■ DATASET RECORDS:
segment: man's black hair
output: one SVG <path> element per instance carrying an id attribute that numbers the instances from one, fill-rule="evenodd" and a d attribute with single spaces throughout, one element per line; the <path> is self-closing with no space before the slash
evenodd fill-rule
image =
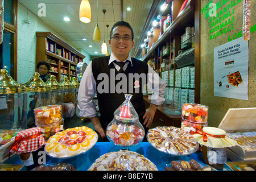
<path id="1" fill-rule="evenodd" d="M 117 26 L 125 26 L 125 27 L 129 28 L 131 31 L 131 40 L 133 41 L 133 39 L 134 38 L 134 33 L 133 32 L 133 29 L 131 27 L 131 25 L 129 23 L 125 22 L 125 21 L 117 22 L 115 22 L 115 24 L 114 24 L 114 25 L 113 26 L 112 28 L 111 28 L 111 31 L 110 31 L 110 39 L 112 38 L 112 34 L 113 34 L 113 29 Z"/>

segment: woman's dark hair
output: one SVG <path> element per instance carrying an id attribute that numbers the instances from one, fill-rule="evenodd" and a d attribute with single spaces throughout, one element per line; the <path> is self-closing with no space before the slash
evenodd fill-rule
<path id="1" fill-rule="evenodd" d="M 131 25 L 129 23 L 125 22 L 125 21 L 117 22 L 115 22 L 115 24 L 114 24 L 114 25 L 113 26 L 112 28 L 111 28 L 111 31 L 110 31 L 110 39 L 112 38 L 112 34 L 113 34 L 113 29 L 117 26 L 124 26 L 124 27 L 129 28 L 131 31 L 131 40 L 133 41 L 133 39 L 134 38 L 134 33 L 133 32 L 133 29 L 131 27 Z"/>
<path id="2" fill-rule="evenodd" d="M 45 65 L 47 67 L 48 71 L 48 72 L 51 69 L 51 66 L 49 63 L 44 61 L 41 61 L 40 62 L 38 62 L 38 64 L 36 65 L 36 68 L 39 69 L 40 66 L 42 65 Z"/>

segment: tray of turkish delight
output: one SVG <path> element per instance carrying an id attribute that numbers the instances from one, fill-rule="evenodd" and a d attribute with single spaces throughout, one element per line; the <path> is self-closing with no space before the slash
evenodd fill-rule
<path id="1" fill-rule="evenodd" d="M 173 155 L 187 155 L 195 152 L 197 141 L 183 129 L 174 126 L 157 126 L 148 130 L 148 142 L 156 149 Z"/>
<path id="2" fill-rule="evenodd" d="M 156 166 L 143 155 L 120 150 L 101 155 L 88 171 L 158 171 Z"/>
<path id="3" fill-rule="evenodd" d="M 98 134 L 87 126 L 68 129 L 51 136 L 44 151 L 52 158 L 70 158 L 90 150 L 96 143 L 98 137 Z"/>

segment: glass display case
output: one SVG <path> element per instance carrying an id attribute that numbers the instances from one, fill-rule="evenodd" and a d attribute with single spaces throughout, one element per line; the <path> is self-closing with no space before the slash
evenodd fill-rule
<path id="1" fill-rule="evenodd" d="M 0 129 L 27 128 L 27 88 L 0 71 Z"/>

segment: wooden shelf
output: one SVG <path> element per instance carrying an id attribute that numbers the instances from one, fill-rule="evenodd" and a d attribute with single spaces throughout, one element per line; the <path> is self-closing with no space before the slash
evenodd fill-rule
<path id="1" fill-rule="evenodd" d="M 56 68 L 57 72 L 50 71 L 49 73 L 56 75 L 59 82 L 63 75 L 68 76 L 69 80 L 71 77 L 76 77 L 77 63 L 82 62 L 85 56 L 50 32 L 36 32 L 36 65 L 42 60 L 53 60 L 56 64 L 48 62 L 52 67 Z M 61 69 L 67 71 L 67 73 L 61 73 Z M 71 71 L 72 75 L 70 74 Z"/>
<path id="2" fill-rule="evenodd" d="M 162 1 L 162 2 L 163 1 Z M 177 96 L 177 92 L 176 92 L 175 88 L 180 88 L 183 89 L 183 92 L 186 91 L 183 89 L 193 90 L 193 102 L 200 104 L 200 1 L 197 0 L 191 0 L 190 1 L 190 3 L 187 5 L 185 8 L 183 10 L 180 15 L 177 16 L 180 7 L 181 7 L 181 5 L 184 2 L 184 0 L 172 0 L 171 3 L 168 5 L 168 7 L 166 9 L 164 12 L 159 12 L 159 15 L 161 15 L 162 19 L 163 20 L 166 18 L 167 14 L 170 14 L 172 16 L 171 24 L 166 29 L 166 30 L 163 32 L 163 31 L 162 30 L 163 26 L 160 24 L 160 22 L 162 22 L 162 20 L 160 20 L 158 22 L 158 25 L 157 25 L 154 28 L 153 40 L 155 40 L 155 41 L 154 42 L 152 46 L 151 47 L 147 47 L 146 48 L 143 48 L 142 50 L 141 48 L 140 48 L 139 49 L 137 49 L 137 48 L 135 51 L 135 53 L 133 56 L 137 58 L 140 57 L 142 61 L 150 64 L 152 67 L 153 69 L 155 70 L 156 72 L 159 75 L 159 76 L 160 76 L 163 79 L 163 78 L 164 78 L 166 82 L 167 82 L 167 80 L 169 81 L 168 84 L 167 85 L 166 88 L 168 90 L 167 91 L 169 91 L 170 89 L 171 90 L 172 89 L 173 89 L 172 90 L 170 90 L 173 91 L 173 92 L 168 92 L 170 93 L 170 95 L 168 95 L 168 98 L 171 100 L 176 100 L 176 99 L 175 98 L 175 96 Z M 171 7 L 170 7 L 170 6 L 171 6 Z M 159 7 L 156 7 L 155 9 L 158 9 Z M 167 12 L 165 12 L 166 11 Z M 156 15 L 158 14 L 158 12 L 156 12 Z M 150 12 L 150 14 L 152 14 L 152 13 L 151 12 Z M 148 24 L 150 24 L 151 22 L 152 22 L 152 20 L 154 20 L 156 17 L 150 16 L 148 16 L 150 17 L 149 18 L 151 18 L 151 19 L 147 19 L 146 22 Z M 145 25 L 144 27 L 148 27 L 148 26 Z M 190 47 L 185 47 L 184 46 L 184 44 L 181 44 L 181 43 L 183 42 L 183 40 L 181 40 L 181 36 L 183 36 L 185 32 L 186 27 L 194 27 L 195 35 L 191 35 L 192 38 L 190 38 L 190 39 L 188 39 L 188 40 L 189 40 L 189 41 L 188 41 L 188 40 L 187 41 L 187 42 L 193 42 L 193 43 L 191 43 L 191 45 L 190 45 Z M 155 29 L 156 30 L 155 31 Z M 142 33 L 142 38 L 141 38 L 141 40 L 143 40 L 145 36 L 147 37 L 146 34 L 147 31 L 148 30 L 147 29 L 143 30 L 143 33 Z M 162 32 L 162 34 L 161 32 Z M 185 38 L 184 39 L 185 40 Z M 138 43 L 139 45 L 141 45 L 141 44 L 142 42 Z M 164 50 L 163 47 L 164 46 L 166 46 L 167 47 L 167 44 L 168 44 L 168 46 L 170 45 L 170 53 L 164 53 L 164 52 L 166 52 L 166 49 Z M 191 53 L 191 52 L 188 51 L 191 47 L 193 47 L 192 53 Z M 147 50 L 147 48 L 148 49 Z M 192 50 L 192 48 L 191 49 Z M 183 51 L 183 53 L 182 53 L 182 51 Z M 188 53 L 185 53 L 186 52 Z M 188 55 L 188 52 L 189 52 L 189 55 Z M 142 55 L 142 57 L 141 55 Z M 188 58 L 189 58 L 190 59 L 188 60 Z M 167 60 L 166 60 L 166 59 L 168 60 L 168 61 Z M 175 61 L 176 61 L 176 63 Z M 163 63 L 165 63 L 165 68 L 164 69 L 163 69 L 162 68 L 162 67 L 163 66 L 162 64 Z M 169 64 L 170 64 L 169 65 Z M 168 68 L 166 65 L 168 65 Z M 193 67 L 195 68 L 192 68 L 192 69 L 190 69 L 190 67 Z M 190 82 L 190 80 L 189 81 L 189 82 L 186 79 L 184 79 L 183 80 L 182 80 L 181 78 L 180 77 L 177 78 L 179 79 L 179 80 L 176 79 L 175 75 L 177 73 L 179 73 L 179 71 L 181 71 L 180 69 L 177 69 L 181 68 L 182 69 L 183 68 L 185 67 L 187 68 L 184 68 L 184 69 L 187 69 L 189 71 L 189 73 L 187 73 L 187 76 L 189 75 L 189 77 L 190 71 L 193 72 L 193 69 L 194 69 L 195 77 L 193 77 L 193 79 L 194 79 L 195 82 Z M 166 72 L 163 73 L 163 72 L 162 71 L 163 70 L 167 71 L 167 72 Z M 172 72 L 172 76 L 169 77 L 169 76 L 171 75 L 171 71 Z M 191 77 L 189 77 L 190 79 L 192 79 L 191 78 Z M 176 80 L 175 80 L 175 79 Z M 170 82 L 169 80 L 171 80 L 172 82 Z M 175 81 L 176 81 L 176 84 L 175 84 Z M 177 81 L 179 81 L 178 84 L 177 84 Z M 184 84 L 182 85 L 182 84 Z M 180 84 L 181 85 L 179 85 Z M 171 97 L 173 97 L 173 98 L 172 98 Z M 180 97 L 183 98 L 183 96 Z M 189 94 L 188 94 L 187 98 L 188 102 Z M 191 100 L 193 99 L 193 97 L 190 98 L 191 98 Z M 182 102 L 183 102 L 183 101 Z M 160 114 L 163 116 L 164 115 L 164 117 L 168 118 L 177 118 L 177 115 L 170 115 L 164 113 L 164 112 L 163 111 L 163 105 L 159 106 L 158 111 L 158 113 L 160 113 Z"/>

■ REQUIREMENT:
Return verbatim the lines of the records from the line containing "segment: woman's dark hair" through the line containing "129 L 27 128", including both of those lines.

■ OUTPUT BELOW:
segment: woman's dark hair
output: one SVG <path> element per instance carrying an id attribute that numbers the instances from one, fill-rule="evenodd" and a d attribute with single spaces throughout, one element per line; the <path> is self-closing with no space before the slash
evenodd fill-rule
<path id="1" fill-rule="evenodd" d="M 131 25 L 129 23 L 125 22 L 125 21 L 117 22 L 115 22 L 115 24 L 114 24 L 114 25 L 113 26 L 112 28 L 111 28 L 111 31 L 110 31 L 110 39 L 112 38 L 112 34 L 113 34 L 113 29 L 117 26 L 124 26 L 124 27 L 129 28 L 131 31 L 131 40 L 133 41 L 133 39 L 134 38 L 134 33 L 133 32 L 133 29 L 131 27 Z"/>
<path id="2" fill-rule="evenodd" d="M 45 65 L 47 67 L 48 71 L 48 72 L 51 69 L 51 66 L 49 63 L 44 61 L 41 61 L 40 62 L 38 62 L 38 64 L 36 65 L 36 68 L 39 69 L 40 66 L 42 65 Z"/>

segment: tray of turkish delight
output: one SVG <path> element per instance carrying an id attribute that numbers the instances from one, fill-rule="evenodd" and a d attribute with single spaces throughout, one element per line; the <path> is self-closing with no space before the slash
evenodd fill-rule
<path id="1" fill-rule="evenodd" d="M 173 155 L 187 155 L 195 152 L 197 141 L 183 129 L 174 126 L 157 126 L 148 130 L 148 142 L 156 149 Z"/>
<path id="2" fill-rule="evenodd" d="M 156 166 L 143 155 L 120 150 L 101 155 L 88 171 L 158 171 Z"/>
<path id="3" fill-rule="evenodd" d="M 98 134 L 87 126 L 68 129 L 51 136 L 44 151 L 52 158 L 70 158 L 90 150 L 96 143 L 98 137 Z"/>

segment: glass display case
output: one SVG <path> element per instance carrying an id attribute that numbers the instances from one, fill-rule="evenodd" and a d attribute with single spaces throughout, one element per line; the <path> is self-closing with no space before the slash
evenodd fill-rule
<path id="1" fill-rule="evenodd" d="M 0 129 L 27 128 L 27 88 L 0 71 Z"/>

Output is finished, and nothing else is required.